Records drawn from a dataset
<<<<
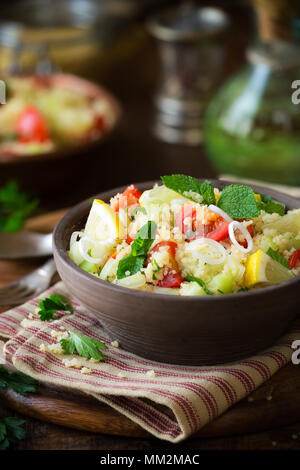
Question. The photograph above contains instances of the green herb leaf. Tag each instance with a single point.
(144, 239)
(268, 205)
(84, 345)
(52, 304)
(184, 184)
(15, 207)
(11, 431)
(134, 262)
(275, 255)
(207, 192)
(238, 202)
(131, 264)
(200, 282)
(17, 381)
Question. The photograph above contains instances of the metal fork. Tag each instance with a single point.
(29, 286)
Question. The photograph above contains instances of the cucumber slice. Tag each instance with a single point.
(191, 288)
(109, 270)
(133, 282)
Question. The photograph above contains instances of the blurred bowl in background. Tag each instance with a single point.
(82, 37)
(42, 172)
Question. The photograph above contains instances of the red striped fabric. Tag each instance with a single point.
(175, 403)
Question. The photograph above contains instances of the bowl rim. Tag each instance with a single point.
(62, 254)
(70, 150)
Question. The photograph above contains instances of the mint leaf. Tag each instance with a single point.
(15, 207)
(208, 194)
(238, 202)
(200, 282)
(144, 239)
(275, 255)
(268, 205)
(52, 304)
(84, 345)
(131, 264)
(184, 184)
(17, 381)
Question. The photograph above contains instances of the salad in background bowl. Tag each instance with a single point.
(187, 238)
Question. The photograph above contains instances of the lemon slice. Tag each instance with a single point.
(261, 268)
(103, 223)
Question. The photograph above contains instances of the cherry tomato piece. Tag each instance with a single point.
(294, 259)
(31, 126)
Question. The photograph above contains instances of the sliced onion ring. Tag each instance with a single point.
(84, 248)
(220, 212)
(74, 237)
(234, 225)
(205, 258)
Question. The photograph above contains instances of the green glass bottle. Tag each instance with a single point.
(252, 126)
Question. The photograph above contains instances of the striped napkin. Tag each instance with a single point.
(169, 401)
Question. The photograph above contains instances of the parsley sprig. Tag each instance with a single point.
(17, 381)
(184, 184)
(238, 201)
(134, 262)
(84, 346)
(52, 304)
(15, 207)
(11, 431)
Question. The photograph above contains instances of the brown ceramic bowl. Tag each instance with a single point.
(180, 330)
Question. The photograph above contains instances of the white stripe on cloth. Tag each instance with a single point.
(175, 403)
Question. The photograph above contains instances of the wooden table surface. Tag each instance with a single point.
(135, 155)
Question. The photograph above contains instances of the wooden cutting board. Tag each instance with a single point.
(66, 408)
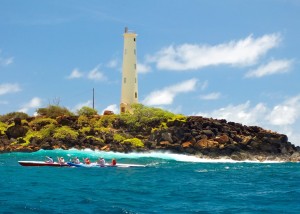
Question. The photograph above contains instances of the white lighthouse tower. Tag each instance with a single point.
(129, 72)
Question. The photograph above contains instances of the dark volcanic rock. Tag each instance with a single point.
(204, 137)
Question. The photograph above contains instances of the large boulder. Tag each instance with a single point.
(16, 131)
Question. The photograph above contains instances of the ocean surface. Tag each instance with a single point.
(169, 184)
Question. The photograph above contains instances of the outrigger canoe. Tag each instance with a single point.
(41, 163)
(123, 165)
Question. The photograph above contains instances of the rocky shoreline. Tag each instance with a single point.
(203, 137)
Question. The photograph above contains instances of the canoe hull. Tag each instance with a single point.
(107, 165)
(41, 163)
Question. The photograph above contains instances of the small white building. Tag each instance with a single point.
(129, 94)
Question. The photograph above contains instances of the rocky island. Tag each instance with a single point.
(146, 129)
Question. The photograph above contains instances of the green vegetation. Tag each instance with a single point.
(106, 121)
(65, 132)
(39, 122)
(145, 118)
(134, 142)
(54, 111)
(95, 138)
(83, 121)
(11, 116)
(127, 128)
(119, 138)
(3, 128)
(87, 111)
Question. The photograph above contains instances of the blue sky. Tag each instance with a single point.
(231, 59)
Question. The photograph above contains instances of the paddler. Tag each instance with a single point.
(101, 162)
(113, 162)
(61, 160)
(87, 161)
(49, 159)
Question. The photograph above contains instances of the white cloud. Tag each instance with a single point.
(273, 67)
(94, 74)
(77, 107)
(143, 68)
(3, 102)
(244, 52)
(211, 96)
(286, 113)
(9, 88)
(75, 74)
(283, 118)
(166, 96)
(33, 103)
(204, 85)
(113, 108)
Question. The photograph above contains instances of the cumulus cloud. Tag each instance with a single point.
(243, 52)
(113, 108)
(286, 113)
(75, 74)
(143, 68)
(32, 104)
(211, 96)
(166, 95)
(9, 88)
(94, 74)
(273, 67)
(3, 102)
(78, 106)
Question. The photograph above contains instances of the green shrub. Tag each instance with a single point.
(105, 121)
(103, 130)
(48, 130)
(135, 142)
(83, 120)
(119, 138)
(65, 132)
(40, 122)
(87, 111)
(85, 130)
(54, 111)
(3, 128)
(95, 138)
(144, 117)
(13, 115)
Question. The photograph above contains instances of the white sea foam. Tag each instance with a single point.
(159, 155)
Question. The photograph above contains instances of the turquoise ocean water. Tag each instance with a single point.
(169, 184)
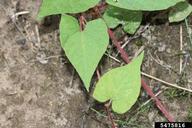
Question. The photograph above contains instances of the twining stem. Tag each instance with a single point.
(143, 83)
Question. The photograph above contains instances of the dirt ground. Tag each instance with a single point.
(39, 89)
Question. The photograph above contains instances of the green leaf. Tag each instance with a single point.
(121, 86)
(180, 12)
(51, 7)
(144, 5)
(130, 20)
(85, 49)
(68, 26)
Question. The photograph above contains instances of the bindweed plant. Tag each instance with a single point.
(85, 43)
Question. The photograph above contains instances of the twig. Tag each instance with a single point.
(188, 31)
(166, 83)
(144, 85)
(181, 49)
(150, 99)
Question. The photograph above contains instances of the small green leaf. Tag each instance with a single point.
(85, 49)
(129, 19)
(68, 26)
(51, 7)
(180, 12)
(121, 86)
(144, 5)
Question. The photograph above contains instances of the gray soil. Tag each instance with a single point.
(38, 86)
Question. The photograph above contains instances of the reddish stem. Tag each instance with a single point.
(107, 106)
(144, 85)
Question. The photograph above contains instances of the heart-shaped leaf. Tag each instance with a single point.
(51, 7)
(145, 5)
(121, 86)
(180, 11)
(68, 26)
(130, 20)
(85, 49)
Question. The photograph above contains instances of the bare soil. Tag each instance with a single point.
(40, 89)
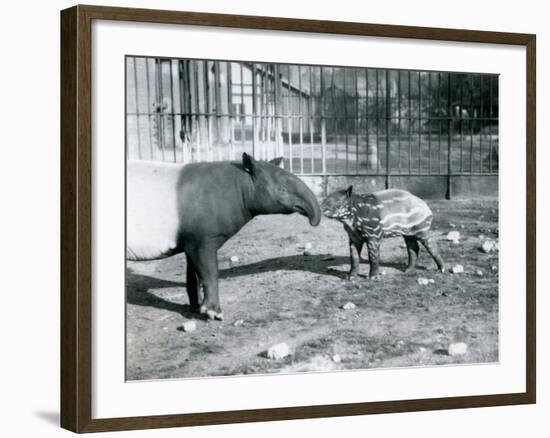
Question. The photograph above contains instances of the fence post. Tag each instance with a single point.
(449, 137)
(388, 117)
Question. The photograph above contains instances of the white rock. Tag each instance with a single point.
(453, 236)
(278, 351)
(348, 306)
(457, 269)
(457, 349)
(189, 326)
(489, 246)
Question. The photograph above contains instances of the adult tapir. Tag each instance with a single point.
(196, 208)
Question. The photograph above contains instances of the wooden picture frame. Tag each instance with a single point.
(76, 217)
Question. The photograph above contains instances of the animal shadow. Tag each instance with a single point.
(138, 287)
(318, 264)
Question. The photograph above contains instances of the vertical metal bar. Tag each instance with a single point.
(335, 119)
(231, 116)
(311, 122)
(419, 122)
(218, 100)
(289, 120)
(189, 104)
(470, 119)
(429, 122)
(440, 113)
(323, 123)
(410, 118)
(490, 124)
(449, 138)
(277, 79)
(182, 100)
(480, 123)
(160, 130)
(197, 109)
(254, 110)
(207, 109)
(357, 121)
(461, 122)
(399, 119)
(300, 119)
(388, 119)
(242, 109)
(149, 103)
(367, 116)
(344, 70)
(172, 114)
(137, 109)
(377, 123)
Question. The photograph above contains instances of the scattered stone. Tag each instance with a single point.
(425, 281)
(489, 246)
(278, 351)
(348, 306)
(457, 269)
(457, 349)
(189, 326)
(453, 236)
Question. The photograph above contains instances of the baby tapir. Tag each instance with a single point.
(370, 217)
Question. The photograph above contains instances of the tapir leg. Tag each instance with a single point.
(355, 247)
(432, 250)
(373, 247)
(205, 260)
(192, 285)
(412, 251)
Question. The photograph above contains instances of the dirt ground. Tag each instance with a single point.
(275, 294)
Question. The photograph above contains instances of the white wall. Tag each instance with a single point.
(29, 177)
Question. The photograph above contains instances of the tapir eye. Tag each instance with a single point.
(283, 191)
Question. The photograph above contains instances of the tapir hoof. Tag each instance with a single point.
(212, 314)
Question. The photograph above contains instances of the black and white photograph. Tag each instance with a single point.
(289, 218)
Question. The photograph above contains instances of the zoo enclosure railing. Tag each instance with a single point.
(324, 120)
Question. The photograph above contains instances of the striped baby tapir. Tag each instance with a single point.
(368, 218)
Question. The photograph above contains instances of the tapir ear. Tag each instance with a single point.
(276, 161)
(249, 164)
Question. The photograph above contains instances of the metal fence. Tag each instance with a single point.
(323, 120)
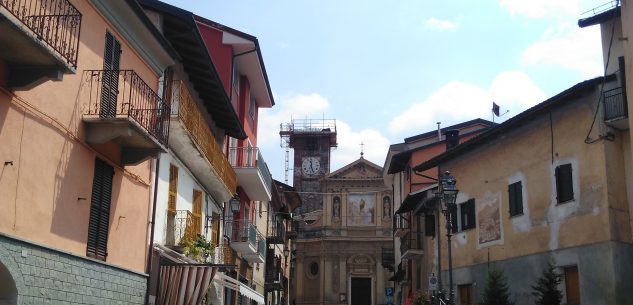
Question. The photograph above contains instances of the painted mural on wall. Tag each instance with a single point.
(489, 221)
(361, 209)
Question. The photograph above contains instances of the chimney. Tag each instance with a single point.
(452, 138)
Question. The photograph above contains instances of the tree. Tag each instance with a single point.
(496, 291)
(546, 288)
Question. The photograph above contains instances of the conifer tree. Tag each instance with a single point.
(546, 288)
(496, 291)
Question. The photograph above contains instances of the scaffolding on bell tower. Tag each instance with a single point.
(289, 132)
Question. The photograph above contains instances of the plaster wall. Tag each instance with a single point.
(533, 152)
(47, 189)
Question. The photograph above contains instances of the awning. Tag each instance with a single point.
(184, 284)
(413, 199)
(251, 294)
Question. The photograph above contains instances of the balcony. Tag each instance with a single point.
(260, 255)
(411, 245)
(123, 110)
(243, 236)
(223, 255)
(615, 108)
(182, 225)
(278, 233)
(252, 172)
(40, 40)
(192, 140)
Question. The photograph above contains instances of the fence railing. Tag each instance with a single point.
(115, 93)
(615, 104)
(185, 108)
(55, 22)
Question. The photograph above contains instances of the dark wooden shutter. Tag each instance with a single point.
(97, 245)
(468, 214)
(564, 183)
(429, 225)
(110, 81)
(515, 198)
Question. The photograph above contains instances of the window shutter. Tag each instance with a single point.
(564, 183)
(429, 225)
(110, 81)
(99, 222)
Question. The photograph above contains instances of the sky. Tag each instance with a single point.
(388, 70)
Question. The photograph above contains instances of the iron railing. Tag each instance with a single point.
(192, 119)
(615, 104)
(250, 157)
(56, 22)
(116, 93)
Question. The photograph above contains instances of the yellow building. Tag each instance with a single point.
(548, 185)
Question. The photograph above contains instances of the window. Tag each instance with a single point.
(99, 222)
(467, 212)
(515, 198)
(564, 183)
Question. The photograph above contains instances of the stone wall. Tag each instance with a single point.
(47, 276)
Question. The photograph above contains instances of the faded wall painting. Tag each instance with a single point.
(489, 226)
(361, 209)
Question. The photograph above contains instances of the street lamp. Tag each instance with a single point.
(448, 194)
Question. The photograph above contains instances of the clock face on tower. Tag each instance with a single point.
(310, 166)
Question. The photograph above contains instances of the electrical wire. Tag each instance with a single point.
(588, 139)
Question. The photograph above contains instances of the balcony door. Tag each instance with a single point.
(110, 81)
(361, 291)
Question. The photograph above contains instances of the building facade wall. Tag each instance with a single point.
(43, 275)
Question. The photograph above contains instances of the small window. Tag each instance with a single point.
(564, 183)
(515, 198)
(251, 107)
(467, 212)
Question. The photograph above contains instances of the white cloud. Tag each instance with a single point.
>>>>
Write out, word for word, the line containing "the small window." and all the lines after it in the entries above, and nothing more.

◆ Answer to the problem ◆
Question. The photograph above contains instances of the small window. Tag each instance with a single point.
(564, 183)
(515, 198)
(251, 107)
(467, 212)
Question. The photograph above contains instances of the white cloud. Tag each instance with a single point.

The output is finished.